*Description of the task:* Could you write out the records below again, starting at the line that has "Target: white garage door" and stopping after the last line of the records, with the requests included and every coordinate in the answers reduced by 75? Leave the pictures out.

━━━ Dataset entries ━━━

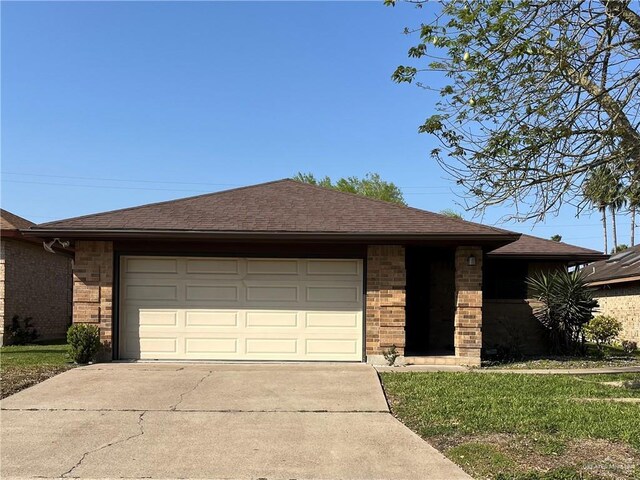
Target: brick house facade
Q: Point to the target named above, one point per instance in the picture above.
(33, 283)
(616, 283)
(399, 275)
(622, 301)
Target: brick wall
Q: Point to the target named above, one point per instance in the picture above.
(468, 316)
(93, 286)
(385, 304)
(622, 301)
(36, 284)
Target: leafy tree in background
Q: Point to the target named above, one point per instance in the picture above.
(371, 185)
(596, 191)
(620, 248)
(538, 94)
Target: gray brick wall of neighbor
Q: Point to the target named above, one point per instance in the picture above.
(622, 301)
(36, 284)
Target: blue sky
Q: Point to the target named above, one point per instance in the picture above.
(108, 105)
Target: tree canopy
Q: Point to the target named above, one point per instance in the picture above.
(371, 185)
(538, 93)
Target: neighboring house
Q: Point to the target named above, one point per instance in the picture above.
(33, 282)
(617, 283)
(290, 271)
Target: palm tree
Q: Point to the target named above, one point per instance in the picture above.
(616, 199)
(632, 195)
(596, 191)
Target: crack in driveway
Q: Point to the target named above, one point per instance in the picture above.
(182, 395)
(111, 444)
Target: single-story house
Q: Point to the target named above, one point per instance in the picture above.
(33, 283)
(290, 271)
(617, 289)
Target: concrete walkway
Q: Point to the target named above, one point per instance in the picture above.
(302, 421)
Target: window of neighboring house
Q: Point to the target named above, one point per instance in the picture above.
(504, 279)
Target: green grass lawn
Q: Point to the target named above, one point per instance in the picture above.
(512, 426)
(24, 366)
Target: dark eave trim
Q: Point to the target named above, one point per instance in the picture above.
(583, 257)
(610, 281)
(231, 235)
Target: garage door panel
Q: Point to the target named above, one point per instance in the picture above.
(216, 309)
(162, 345)
(151, 265)
(327, 346)
(272, 293)
(271, 346)
(266, 319)
(220, 266)
(333, 267)
(213, 293)
(210, 345)
(327, 294)
(211, 318)
(154, 318)
(272, 267)
(151, 292)
(331, 320)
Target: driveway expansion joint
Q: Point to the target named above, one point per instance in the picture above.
(198, 383)
(171, 410)
(103, 447)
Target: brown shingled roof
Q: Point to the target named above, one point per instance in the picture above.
(11, 221)
(283, 206)
(536, 247)
(621, 267)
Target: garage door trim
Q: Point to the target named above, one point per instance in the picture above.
(118, 330)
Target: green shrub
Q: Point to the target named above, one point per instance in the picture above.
(602, 329)
(566, 305)
(22, 333)
(84, 342)
(629, 346)
(391, 354)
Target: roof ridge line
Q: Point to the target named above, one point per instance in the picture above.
(153, 204)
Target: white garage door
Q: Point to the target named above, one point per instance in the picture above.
(194, 308)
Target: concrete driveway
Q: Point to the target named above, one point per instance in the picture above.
(215, 421)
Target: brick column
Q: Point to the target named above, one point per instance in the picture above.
(468, 317)
(385, 309)
(93, 286)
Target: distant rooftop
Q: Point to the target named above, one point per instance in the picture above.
(11, 221)
(621, 267)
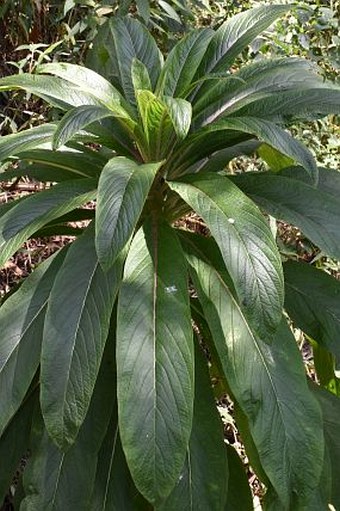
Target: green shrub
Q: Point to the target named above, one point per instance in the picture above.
(103, 380)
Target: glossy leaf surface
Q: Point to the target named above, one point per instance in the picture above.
(236, 33)
(15, 443)
(203, 483)
(26, 217)
(89, 82)
(271, 134)
(119, 42)
(122, 191)
(246, 244)
(268, 382)
(155, 361)
(55, 480)
(77, 119)
(182, 63)
(22, 321)
(11, 145)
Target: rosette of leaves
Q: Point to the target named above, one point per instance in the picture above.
(103, 377)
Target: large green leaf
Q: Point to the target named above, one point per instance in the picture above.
(22, 320)
(114, 488)
(235, 35)
(257, 82)
(268, 382)
(55, 91)
(155, 361)
(44, 165)
(246, 244)
(11, 145)
(271, 134)
(21, 221)
(203, 482)
(312, 300)
(330, 406)
(182, 63)
(315, 211)
(77, 119)
(239, 494)
(180, 114)
(14, 444)
(76, 327)
(321, 99)
(89, 82)
(122, 191)
(57, 481)
(119, 42)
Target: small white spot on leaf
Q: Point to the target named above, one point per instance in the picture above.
(171, 289)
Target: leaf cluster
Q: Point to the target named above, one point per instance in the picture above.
(98, 355)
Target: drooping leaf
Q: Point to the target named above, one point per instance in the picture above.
(273, 135)
(268, 383)
(77, 119)
(330, 407)
(321, 99)
(55, 91)
(122, 191)
(76, 327)
(246, 244)
(89, 82)
(114, 488)
(119, 42)
(203, 482)
(235, 35)
(55, 480)
(312, 301)
(182, 63)
(314, 211)
(155, 361)
(45, 165)
(22, 320)
(246, 92)
(11, 145)
(21, 221)
(15, 443)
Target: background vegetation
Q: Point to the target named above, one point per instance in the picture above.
(35, 32)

━━━

*Output:*
Target: white garage door
Q: Point to the target named above, one point per instance in the picture above.
(119, 233)
Target: concrete driveway
Q: Point to the target named above, one point per instance in the picture above.
(140, 346)
Target: brick column
Q: Point to the target named above, one point per instance in the picture above.
(393, 242)
(310, 234)
(18, 211)
Target: distant rooftop
Q: Point to the target named above, one point per instance in the picture above.
(-64, 146)
(546, 192)
Target: green shrub
Q: Point to the target named above, one point per instance in the picture above.
(28, 305)
Target: glossy leaf surface
Q: Point to the target named above, one point per instance in the picture above.
(161, -42)
(-60, 368)
(128, 408)
(-49, 142)
(14, 7)
(196, 59)
(44, -33)
(47, 116)
(171, 169)
(193, 307)
(80, 286)
(-20, 405)
(2, 44)
(107, -12)
(-53, 246)
(-64, 70)
Target: rosette of leaves
Q: Point to the target named above, one point per instance in the picture above.
(28, 302)
Target: large green leaf
Q: Point to the target named above, one point per instance in the picture above.
(-53, 245)
(39, 413)
(160, -40)
(182, 7)
(193, 307)
(-20, 16)
(80, 286)
(-31, 90)
(171, 169)
(-64, 70)
(196, 59)
(-54, 146)
(128, 407)
(237, 225)
(255, 331)
(107, -12)
(240, 136)
(2, 44)
(164, 419)
(105, 39)
(-61, 369)
(1, 252)
(246, 24)
(14, 7)
(47, 116)
(-18, 406)
(44, -33)
Target: small white spot on leaf
Q: Point to the target named above, one point per instance in the picture above.
(96, 214)
Target: leaf cluster
Q: Point to the target named above, one point per instance in the picture above.
(23, 280)
Target: drooping leaf
Q: Point to the target named above, one point per instance in the picture above.
(198, 60)
(193, 308)
(2, 44)
(255, 332)
(246, 24)
(-20, 16)
(47, 116)
(1, 252)
(171, 169)
(14, 7)
(39, 413)
(44, -33)
(128, 407)
(160, -40)
(-20, 405)
(237, 226)
(107, -12)
(239, 136)
(80, 286)
(-30, 90)
(-53, 245)
(171, 17)
(-64, 70)
(-54, 146)
(-60, 368)
Target: background vegetation
Q: Point to the target named above, one point per instance in the picture above.
(-40, -43)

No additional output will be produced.